**Deine Aufgabe**
Tippe die folgenden Zeilen vollständig und Zeichen für Zeichen unverändert ab. Die Bilder übernimmst du dabei nicht in deine Antwort.

Auszug aus dem Datensatz:
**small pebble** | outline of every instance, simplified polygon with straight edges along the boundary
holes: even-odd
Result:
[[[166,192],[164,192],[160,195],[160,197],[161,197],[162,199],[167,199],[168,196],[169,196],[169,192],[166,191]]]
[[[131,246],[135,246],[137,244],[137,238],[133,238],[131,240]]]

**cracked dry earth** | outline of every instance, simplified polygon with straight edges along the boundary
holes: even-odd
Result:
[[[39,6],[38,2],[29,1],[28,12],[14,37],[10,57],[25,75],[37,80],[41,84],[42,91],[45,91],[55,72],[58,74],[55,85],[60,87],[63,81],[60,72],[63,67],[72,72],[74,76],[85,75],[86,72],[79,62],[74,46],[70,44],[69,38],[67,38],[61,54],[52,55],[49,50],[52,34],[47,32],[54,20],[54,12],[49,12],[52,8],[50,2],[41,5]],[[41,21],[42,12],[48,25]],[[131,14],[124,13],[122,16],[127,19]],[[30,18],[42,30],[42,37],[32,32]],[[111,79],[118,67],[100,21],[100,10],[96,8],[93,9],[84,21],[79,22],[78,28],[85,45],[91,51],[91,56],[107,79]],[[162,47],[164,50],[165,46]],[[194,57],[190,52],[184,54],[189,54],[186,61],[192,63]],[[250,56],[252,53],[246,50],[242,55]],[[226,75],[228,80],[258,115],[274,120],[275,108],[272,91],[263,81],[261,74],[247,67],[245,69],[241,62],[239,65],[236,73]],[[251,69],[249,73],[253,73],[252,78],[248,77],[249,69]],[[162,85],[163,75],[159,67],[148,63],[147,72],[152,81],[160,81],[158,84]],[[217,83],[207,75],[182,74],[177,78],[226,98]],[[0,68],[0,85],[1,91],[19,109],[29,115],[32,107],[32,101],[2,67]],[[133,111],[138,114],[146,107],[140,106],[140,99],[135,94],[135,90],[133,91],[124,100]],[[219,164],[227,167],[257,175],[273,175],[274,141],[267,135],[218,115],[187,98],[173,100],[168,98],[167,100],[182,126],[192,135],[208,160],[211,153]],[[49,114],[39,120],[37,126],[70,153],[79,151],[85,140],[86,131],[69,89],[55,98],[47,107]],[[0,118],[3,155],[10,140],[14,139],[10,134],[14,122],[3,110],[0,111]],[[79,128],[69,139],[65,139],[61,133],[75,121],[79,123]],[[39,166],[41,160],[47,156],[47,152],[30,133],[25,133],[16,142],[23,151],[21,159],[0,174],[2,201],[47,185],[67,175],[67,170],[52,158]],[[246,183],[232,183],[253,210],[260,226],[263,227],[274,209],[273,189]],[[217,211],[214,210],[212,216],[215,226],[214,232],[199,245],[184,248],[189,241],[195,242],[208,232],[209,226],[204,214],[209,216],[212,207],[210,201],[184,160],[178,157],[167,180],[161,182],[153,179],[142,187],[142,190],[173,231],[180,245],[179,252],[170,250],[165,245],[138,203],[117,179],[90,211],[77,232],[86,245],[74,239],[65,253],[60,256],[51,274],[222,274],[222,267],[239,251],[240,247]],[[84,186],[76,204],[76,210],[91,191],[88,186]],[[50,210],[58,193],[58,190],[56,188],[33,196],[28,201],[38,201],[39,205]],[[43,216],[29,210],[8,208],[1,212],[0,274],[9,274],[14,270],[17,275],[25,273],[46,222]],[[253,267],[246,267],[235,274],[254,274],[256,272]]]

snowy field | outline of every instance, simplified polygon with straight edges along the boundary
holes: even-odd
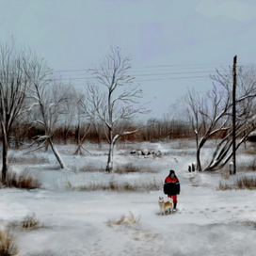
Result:
[[[191,144],[175,141],[119,146],[115,165],[133,163],[154,170],[128,174],[95,171],[104,168],[105,145],[101,151],[96,145],[88,145],[92,154],[83,156],[72,155],[73,146],[59,146],[65,170],[58,168],[51,152],[34,152],[32,157],[46,159],[35,165],[29,160],[25,163],[31,154],[12,151],[10,156],[24,159],[24,163],[17,160],[11,168],[29,168],[40,175],[42,188],[0,189],[1,229],[10,227],[21,256],[255,256],[256,191],[219,191],[216,186],[223,179],[219,173],[188,173],[188,164],[195,161]],[[132,149],[142,148],[160,151],[162,156],[129,153]],[[242,158],[245,156],[237,160]],[[84,167],[91,167],[91,170],[82,171]],[[171,215],[159,214],[158,198],[167,200],[162,187],[149,191],[73,189],[109,183],[161,186],[171,168],[181,183],[178,211]],[[238,171],[230,180],[245,174]],[[41,226],[21,229],[11,225],[33,215]],[[124,221],[117,224],[123,216]],[[135,223],[128,222],[131,216]]]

**Die Ausgabe**
**small pebble** | outline of every instance, simplified polygon with straight edges along the boundary
holes: even-odd
Result:
[[[166,192],[164,192],[160,195],[160,197],[161,197],[162,199],[167,199],[168,196],[169,196],[169,192],[166,191]]]
[[[131,246],[135,246],[137,244],[137,238],[133,238],[131,240]]]

**cracked dry earth** | outline of every instance, simplified polygon with straight edges along the boundary
holes: even-odd
Result:
[[[39,6],[38,2],[29,1],[28,12],[14,37],[10,57],[25,75],[37,80],[41,84],[42,91],[45,91],[55,72],[58,74],[55,85],[60,87],[63,81],[60,72],[63,67],[72,72],[74,76],[85,75],[86,72],[79,62],[74,46],[70,44],[69,38],[67,38],[61,54],[52,55],[49,50],[52,34],[47,32],[54,20],[54,12],[49,12],[52,8],[50,2],[41,5]],[[41,21],[42,12],[48,25]],[[131,14],[124,13],[122,16],[127,19]],[[30,18],[42,30],[42,37],[32,32]],[[111,79],[118,67],[100,21],[100,10],[96,8],[93,9],[84,21],[79,22],[78,28],[85,45],[91,51],[91,56],[107,79]],[[162,47],[164,50],[165,46]],[[194,57],[190,52],[184,54],[189,54],[186,61],[192,63]],[[250,56],[252,53],[246,50],[242,55]],[[226,75],[228,80],[258,115],[274,120],[275,108],[272,91],[263,81],[261,74],[247,67],[245,69],[241,62],[239,65],[236,73]],[[251,69],[249,73],[253,73],[252,78],[248,77],[249,69]],[[162,85],[163,75],[159,67],[148,63],[147,72],[152,81],[160,81],[158,84]],[[217,83],[207,75],[182,74],[177,78],[226,98]],[[0,68],[0,85],[1,91],[19,109],[29,115],[32,107],[32,101],[2,67]],[[133,111],[138,114],[146,107],[140,106],[140,99],[135,94],[135,90],[133,91],[124,100]],[[219,164],[227,167],[257,175],[273,175],[274,141],[267,135],[218,115],[187,98],[173,100],[168,98],[167,100],[182,126],[192,135],[208,160],[211,153]],[[49,114],[39,120],[37,126],[70,153],[79,151],[85,140],[86,131],[69,89],[55,98],[47,107]],[[0,118],[3,155],[10,140],[14,139],[10,134],[14,122],[3,110],[0,111]],[[79,128],[69,139],[65,139],[61,133],[75,121],[79,123]],[[39,166],[41,160],[47,156],[47,152],[30,133],[25,133],[16,142],[23,151],[21,159],[0,174],[2,201],[47,185],[67,175],[67,170],[52,158]],[[246,183],[232,183],[253,210],[260,226],[263,227],[274,209],[273,189]],[[217,211],[214,210],[212,216],[215,226],[214,232],[199,245],[184,248],[189,241],[195,242],[208,232],[209,226],[204,214],[209,216],[212,207],[210,201],[184,160],[178,157],[167,180],[161,182],[153,179],[142,187],[142,190],[173,231],[180,245],[179,252],[170,250],[165,245],[138,203],[117,179],[90,211],[77,232],[86,245],[74,239],[65,253],[60,256],[51,274],[222,274],[222,267],[239,251],[240,247]],[[84,186],[76,204],[76,210],[91,191],[88,186]],[[50,210],[58,193],[58,190],[56,188],[33,196],[28,201],[38,201],[39,205]],[[43,216],[29,210],[8,208],[1,212],[0,274],[9,274],[14,270],[17,275],[25,273],[46,222]],[[253,267],[246,267],[235,274],[254,274],[256,272]]]

snowy field | outline of every instance, simplified polygon with straight edges along the boundary
holes: even-odd
Result:
[[[191,144],[175,141],[119,146],[115,165],[133,163],[154,170],[128,174],[95,171],[104,168],[105,145],[101,151],[96,145],[88,145],[92,154],[83,156],[72,155],[73,146],[59,146],[65,170],[58,168],[51,152],[34,152],[32,157],[46,159],[35,165],[29,160],[25,163],[31,154],[12,151],[10,156],[24,159],[24,163],[17,160],[11,168],[29,168],[40,175],[42,188],[0,189],[1,229],[10,227],[21,256],[255,256],[256,191],[219,191],[216,186],[223,179],[219,173],[188,173],[188,164],[195,161]],[[132,149],[142,148],[160,151],[162,156],[129,153]],[[242,158],[245,156],[237,160]],[[84,167],[91,167],[91,170],[82,171]],[[171,215],[159,214],[158,198],[167,200],[162,187],[149,191],[73,189],[109,183],[161,186],[171,168],[181,183],[178,211]],[[238,171],[230,180],[245,174]],[[41,226],[21,229],[11,225],[33,215]],[[124,221],[117,224],[123,216]],[[135,223],[128,222],[131,216]]]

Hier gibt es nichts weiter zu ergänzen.